### Your task
Beneath this instruction is a listing. Transcribe from it only the stretch from the line with "positive clicks: (291, 127)" through the line with "box: [253, 89, 312, 188]", both end lines included, exactly as written.

### Task material
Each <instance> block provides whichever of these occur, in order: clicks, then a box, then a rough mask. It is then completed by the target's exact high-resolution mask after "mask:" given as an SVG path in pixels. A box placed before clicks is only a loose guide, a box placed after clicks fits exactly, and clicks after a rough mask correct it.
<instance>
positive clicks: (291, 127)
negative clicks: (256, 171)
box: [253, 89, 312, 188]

...

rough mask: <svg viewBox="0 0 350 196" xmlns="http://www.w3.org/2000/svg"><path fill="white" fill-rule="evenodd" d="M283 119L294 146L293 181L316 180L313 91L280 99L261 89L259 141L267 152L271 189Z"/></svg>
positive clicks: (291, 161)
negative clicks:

### Problem solution
positive clicks: (291, 127)
negative clicks: (256, 171)
box: [253, 89, 312, 188]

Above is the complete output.